Top of Text excerpt

Pope Francis Warns: Haters Should Not Go to Church

Pope Francis gestures upon his arrival in St Peter's square at the Vatican on September 11
FILIPPO MONTEFORTE/AFP/Getty

Pope Francis had some hard words for those who spend time in church but hate other people, urging them to stay away from church and live like atheists rather than cause scandal.

During his first general audience of the new year Wednesday, the pope told the crowds in Saint Peter’s Square that there are people who compose “atheistic prayers” far from God in order to be admired by other people.

Reflecting on Jesus’ advice to his disciples to avoid falling into the error of hypocrites who pray in public in order to be seen and admired, Francis said that often “we see the scandal of people who go to church and spend all day there or go every day and then live their lives hating other people or speaking badly of others. This is a scandal!”

“Better, do not go to church. Live like that, as if you were an atheist,” he said.

“But if you go to church, live like a son or daughter, like a brother or sister, and bear true witness, not a counter-witness,” he said.

In the past, the pope has often said that the church should welcome all people, especially sinners, because it is a “field hospital.”

Bottom of Text excerpt

» **Task statement**: Extend the article on Pope Francis's warning to churchgoers who hate others, picking up after its last sentence. The data that comes next has nothing to do with the article.

Top of Stored data

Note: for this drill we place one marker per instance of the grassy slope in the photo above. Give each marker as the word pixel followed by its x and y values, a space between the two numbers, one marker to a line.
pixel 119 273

Bottom of Stored data

» **Response to the exercise**:
“Jesus did not set up a Church made up of good and righteous people, but of those who are weak and sinners who have experienced the mercy of God and seek to live his will through the paths of their daily life,” Francis said in August 2017.

“Therefore, the primary and fundamental mission of the Church is to be a ‘field hospital,’ a place of healing, mercy and forgiveness, and to be the source of hope for all suffering, the desperate, the poor, the sinners, and the discarded,” he said.

In his address Wednesday, the pope told the crowds that a Christian “is not somebody who strives to be better than others, because he knows he is a sinner like everybody else.”

“The Christian is simply the person who stands in front of the new burning bush,” he said, “the revelation of a God who does not carry the enigma of an unpronounceable name, but who asks his children to invoke him by the name of ‘Father,’ to be renewed by his power and reflect a ray of his goodness to this world so thirsting for goodness, so anxious for good news.”